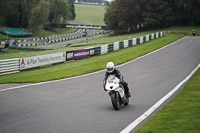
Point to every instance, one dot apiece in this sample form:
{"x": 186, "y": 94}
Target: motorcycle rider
{"x": 111, "y": 70}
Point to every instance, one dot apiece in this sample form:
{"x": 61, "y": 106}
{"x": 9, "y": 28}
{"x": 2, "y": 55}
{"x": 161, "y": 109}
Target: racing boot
{"x": 127, "y": 89}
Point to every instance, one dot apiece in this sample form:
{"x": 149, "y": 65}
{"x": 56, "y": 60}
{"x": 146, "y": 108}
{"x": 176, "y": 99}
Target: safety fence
{"x": 47, "y": 40}
{"x": 9, "y": 66}
{"x": 19, "y": 64}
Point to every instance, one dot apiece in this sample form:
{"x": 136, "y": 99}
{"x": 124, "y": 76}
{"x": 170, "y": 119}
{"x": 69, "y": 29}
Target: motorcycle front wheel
{"x": 115, "y": 100}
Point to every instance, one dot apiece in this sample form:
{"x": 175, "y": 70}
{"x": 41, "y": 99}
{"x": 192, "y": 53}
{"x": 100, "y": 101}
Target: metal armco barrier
{"x": 15, "y": 65}
{"x": 9, "y": 66}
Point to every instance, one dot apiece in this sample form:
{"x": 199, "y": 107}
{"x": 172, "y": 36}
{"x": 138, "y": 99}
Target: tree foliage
{"x": 124, "y": 16}
{"x": 35, "y": 13}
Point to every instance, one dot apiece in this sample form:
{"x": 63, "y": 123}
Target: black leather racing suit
{"x": 119, "y": 76}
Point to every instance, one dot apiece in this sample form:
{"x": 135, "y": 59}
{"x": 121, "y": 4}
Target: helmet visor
{"x": 110, "y": 69}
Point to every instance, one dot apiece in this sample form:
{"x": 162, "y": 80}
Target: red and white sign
{"x": 36, "y": 61}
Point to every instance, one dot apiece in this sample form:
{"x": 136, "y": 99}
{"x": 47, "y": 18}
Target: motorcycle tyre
{"x": 127, "y": 101}
{"x": 115, "y": 100}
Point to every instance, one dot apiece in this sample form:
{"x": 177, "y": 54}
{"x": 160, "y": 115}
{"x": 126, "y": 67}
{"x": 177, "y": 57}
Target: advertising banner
{"x": 79, "y": 54}
{"x": 36, "y": 61}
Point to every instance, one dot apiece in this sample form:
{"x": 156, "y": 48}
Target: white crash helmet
{"x": 110, "y": 67}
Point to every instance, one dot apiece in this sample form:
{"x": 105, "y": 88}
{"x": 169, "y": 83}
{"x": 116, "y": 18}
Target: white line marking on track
{"x": 130, "y": 127}
{"x": 13, "y": 88}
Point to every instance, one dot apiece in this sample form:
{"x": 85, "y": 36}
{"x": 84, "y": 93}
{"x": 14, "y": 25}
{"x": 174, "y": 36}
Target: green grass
{"x": 181, "y": 115}
{"x": 90, "y": 14}
{"x": 70, "y": 69}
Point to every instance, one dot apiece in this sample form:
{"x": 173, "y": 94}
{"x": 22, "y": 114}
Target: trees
{"x": 35, "y": 13}
{"x": 39, "y": 15}
{"x": 124, "y": 16}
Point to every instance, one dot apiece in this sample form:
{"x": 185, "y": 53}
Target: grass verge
{"x": 181, "y": 115}
{"x": 75, "y": 68}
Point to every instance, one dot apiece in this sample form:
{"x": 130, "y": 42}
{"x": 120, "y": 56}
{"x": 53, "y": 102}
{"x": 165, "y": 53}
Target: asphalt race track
{"x": 79, "y": 105}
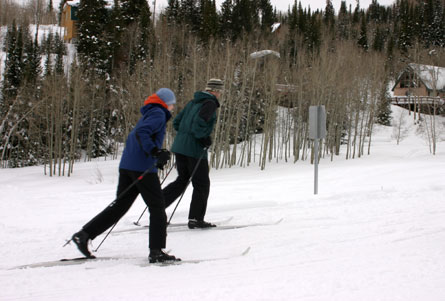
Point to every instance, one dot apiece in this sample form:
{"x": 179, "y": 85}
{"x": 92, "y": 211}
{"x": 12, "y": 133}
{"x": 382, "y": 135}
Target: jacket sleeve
{"x": 202, "y": 127}
{"x": 207, "y": 110}
{"x": 177, "y": 120}
{"x": 148, "y": 128}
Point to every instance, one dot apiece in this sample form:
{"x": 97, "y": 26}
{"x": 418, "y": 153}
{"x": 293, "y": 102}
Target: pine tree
{"x": 363, "y": 38}
{"x": 405, "y": 31}
{"x": 31, "y": 62}
{"x": 267, "y": 14}
{"x": 191, "y": 16}
{"x": 173, "y": 12}
{"x": 225, "y": 20}
{"x": 343, "y": 31}
{"x": 93, "y": 47}
{"x": 379, "y": 40}
{"x": 60, "y": 51}
{"x": 329, "y": 15}
{"x": 13, "y": 64}
{"x": 209, "y": 17}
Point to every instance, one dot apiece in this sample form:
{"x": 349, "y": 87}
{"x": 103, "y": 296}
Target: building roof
{"x": 109, "y": 3}
{"x": 433, "y": 77}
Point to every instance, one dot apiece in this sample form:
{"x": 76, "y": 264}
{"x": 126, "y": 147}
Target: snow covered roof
{"x": 433, "y": 77}
{"x": 72, "y": 2}
{"x": 275, "y": 26}
{"x": 108, "y": 3}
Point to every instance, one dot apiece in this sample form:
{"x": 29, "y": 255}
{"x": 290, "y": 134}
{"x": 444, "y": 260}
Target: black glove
{"x": 162, "y": 155}
{"x": 206, "y": 141}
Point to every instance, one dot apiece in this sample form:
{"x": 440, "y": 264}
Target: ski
{"x": 131, "y": 260}
{"x": 195, "y": 261}
{"x": 171, "y": 226}
{"x": 64, "y": 262}
{"x": 229, "y": 227}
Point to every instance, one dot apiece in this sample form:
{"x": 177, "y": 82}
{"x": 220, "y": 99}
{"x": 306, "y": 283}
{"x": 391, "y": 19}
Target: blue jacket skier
{"x": 143, "y": 152}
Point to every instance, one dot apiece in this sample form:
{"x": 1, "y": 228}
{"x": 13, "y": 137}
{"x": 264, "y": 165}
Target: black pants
{"x": 150, "y": 189}
{"x": 200, "y": 181}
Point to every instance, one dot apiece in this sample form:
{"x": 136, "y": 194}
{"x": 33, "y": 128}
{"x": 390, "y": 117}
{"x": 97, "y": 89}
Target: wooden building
{"x": 420, "y": 87}
{"x": 69, "y": 19}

:: The problem ::
Restate each line of the records exactly; pictures do not belong in the copy.

:: Response area ::
Point to every instance, one dot apiece in this sample form:
{"x": 186, "y": 94}
Target: motorcycle rider
{"x": 111, "y": 70}
Point to every instance, one dot apiece in this sample form:
{"x": 61, "y": 106}
{"x": 9, "y": 28}
{"x": 2, "y": 55}
{"x": 161, "y": 109}
Target: racing boot
{"x": 127, "y": 89}
Point to every instance, one dot apiece in this sample form:
{"x": 149, "y": 65}
{"x": 56, "y": 60}
{"x": 146, "y": 108}
{"x": 176, "y": 99}
Target: safety fence
{"x": 47, "y": 40}
{"x": 9, "y": 66}
{"x": 19, "y": 64}
Point to every instance, one dot apiece in this sample form:
{"x": 136, "y": 99}
{"x": 124, "y": 76}
{"x": 170, "y": 119}
{"x": 69, "y": 29}
Target: motorcycle front wheel
{"x": 115, "y": 100}
Point to every instance, one dot apiece in this sample form:
{"x": 175, "y": 70}
{"x": 41, "y": 99}
{"x": 192, "y": 53}
{"x": 100, "y": 101}
Target: metal armco barrier
{"x": 15, "y": 65}
{"x": 9, "y": 66}
Point to every instance, one dot apiece in this sample form:
{"x": 199, "y": 107}
{"x": 172, "y": 36}
{"x": 138, "y": 99}
Target: tree foliage
{"x": 124, "y": 16}
{"x": 35, "y": 13}
Point to every instance, one dot apiece in this sample form:
{"x": 63, "y": 123}
Target: black leather racing suit
{"x": 119, "y": 76}
Point to every instance, one dot apiece in this sample form:
{"x": 135, "y": 59}
{"x": 121, "y": 4}
Target: helmet visor
{"x": 110, "y": 69}
Point to every instance, one dot apiece in this sample form:
{"x": 162, "y": 80}
Target: red and white sign
{"x": 36, "y": 61}
Point to every instance, one dot apiece in this sample form:
{"x": 136, "y": 99}
{"x": 47, "y": 18}
Target: motorcycle tyre
{"x": 127, "y": 101}
{"x": 115, "y": 100}
Point to every instance, one dot apiece in this sample form:
{"x": 177, "y": 54}
{"x": 160, "y": 115}
{"x": 126, "y": 67}
{"x": 177, "y": 57}
Target: advertising banner
{"x": 79, "y": 54}
{"x": 36, "y": 61}
Point to every instance, one dot apiece in this sample form:
{"x": 156, "y": 48}
Target: white crash helmet
{"x": 110, "y": 67}
Point to every instance, one dot apiece in this sample form:
{"x": 105, "y": 88}
{"x": 169, "y": 83}
{"x": 116, "y": 18}
Target: white line marking on track
{"x": 130, "y": 127}
{"x": 13, "y": 88}
Point to every instance, one dot apiece in this sample form:
{"x": 85, "y": 36}
{"x": 84, "y": 93}
{"x": 14, "y": 25}
{"x": 174, "y": 36}
Target: green grass
{"x": 181, "y": 115}
{"x": 90, "y": 14}
{"x": 70, "y": 69}
Point to every instance, one dot apiece in this sample form:
{"x": 173, "y": 94}
{"x": 22, "y": 114}
Target: trees
{"x": 35, "y": 13}
{"x": 39, "y": 15}
{"x": 124, "y": 16}
Point to every instance, one dot apiece in this sample form:
{"x": 185, "y": 53}
Target: grass verge
{"x": 181, "y": 115}
{"x": 75, "y": 68}
Point to every instance, one dot apiece in this sample form:
{"x": 130, "y": 42}
{"x": 120, "y": 56}
{"x": 53, "y": 102}
{"x": 165, "y": 53}
Target: asphalt race track
{"x": 79, "y": 105}
Point to every instance, one dot apiece in this sample form:
{"x": 179, "y": 85}
{"x": 92, "y": 211}
{"x": 12, "y": 133}
{"x": 382, "y": 135}
Target: jacket sleeve
{"x": 202, "y": 127}
{"x": 207, "y": 110}
{"x": 177, "y": 120}
{"x": 148, "y": 128}
Point to every instance, one dot apiece in this sample form:
{"x": 97, "y": 26}
{"x": 418, "y": 153}
{"x": 293, "y": 102}
Target: pine tree
{"x": 363, "y": 38}
{"x": 405, "y": 31}
{"x": 31, "y": 62}
{"x": 267, "y": 14}
{"x": 191, "y": 16}
{"x": 173, "y": 12}
{"x": 225, "y": 20}
{"x": 343, "y": 31}
{"x": 93, "y": 47}
{"x": 379, "y": 40}
{"x": 60, "y": 51}
{"x": 329, "y": 15}
{"x": 13, "y": 64}
{"x": 209, "y": 17}
Point to every instance, one dot apiece in this sample form:
{"x": 349, "y": 87}
{"x": 103, "y": 296}
Target: building roof
{"x": 109, "y": 3}
{"x": 433, "y": 77}
Point to every instance, one dot apiece in this sample form:
{"x": 76, "y": 264}
{"x": 126, "y": 147}
Target: snow covered roof
{"x": 433, "y": 77}
{"x": 72, "y": 2}
{"x": 275, "y": 26}
{"x": 108, "y": 3}
Point to every instance, one dot apiece in this sample form:
{"x": 29, "y": 255}
{"x": 290, "y": 134}
{"x": 444, "y": 260}
Target: black glove
{"x": 162, "y": 155}
{"x": 206, "y": 141}
Point to every instance, one dot apiece in this sample form:
{"x": 440, "y": 264}
Target: ski
{"x": 131, "y": 260}
{"x": 195, "y": 261}
{"x": 171, "y": 226}
{"x": 64, "y": 262}
{"x": 229, "y": 227}
Point to every instance, one dot apiece in this sample form:
{"x": 177, "y": 82}
{"x": 220, "y": 99}
{"x": 306, "y": 283}
{"x": 391, "y": 19}
Target: blue jacket skier
{"x": 143, "y": 152}
Point to every instance, one dot apiece in this sample form:
{"x": 1, "y": 228}
{"x": 13, "y": 137}
{"x": 264, "y": 165}
Target: black pants
{"x": 150, "y": 189}
{"x": 200, "y": 181}
Point to every instance, one dot apiece in this sample form:
{"x": 136, "y": 194}
{"x": 33, "y": 128}
{"x": 390, "y": 117}
{"x": 97, "y": 89}
Target: wooden building
{"x": 420, "y": 87}
{"x": 69, "y": 19}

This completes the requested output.